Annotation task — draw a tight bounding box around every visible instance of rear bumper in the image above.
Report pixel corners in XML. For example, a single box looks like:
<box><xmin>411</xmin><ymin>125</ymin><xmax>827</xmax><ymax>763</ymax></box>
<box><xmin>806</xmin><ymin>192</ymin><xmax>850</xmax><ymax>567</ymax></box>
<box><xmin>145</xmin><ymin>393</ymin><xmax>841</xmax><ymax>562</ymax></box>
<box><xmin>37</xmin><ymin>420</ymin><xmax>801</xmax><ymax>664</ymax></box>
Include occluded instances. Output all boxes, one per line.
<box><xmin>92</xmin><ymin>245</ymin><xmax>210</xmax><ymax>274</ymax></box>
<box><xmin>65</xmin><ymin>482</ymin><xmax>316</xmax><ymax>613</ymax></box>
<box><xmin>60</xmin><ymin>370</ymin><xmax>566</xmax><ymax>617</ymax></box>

* OBJECTIVE *
Please count the lines in the records above that contain the string "ymax", with case counting, and reply with only the number.

* FINAL ANSWER *
7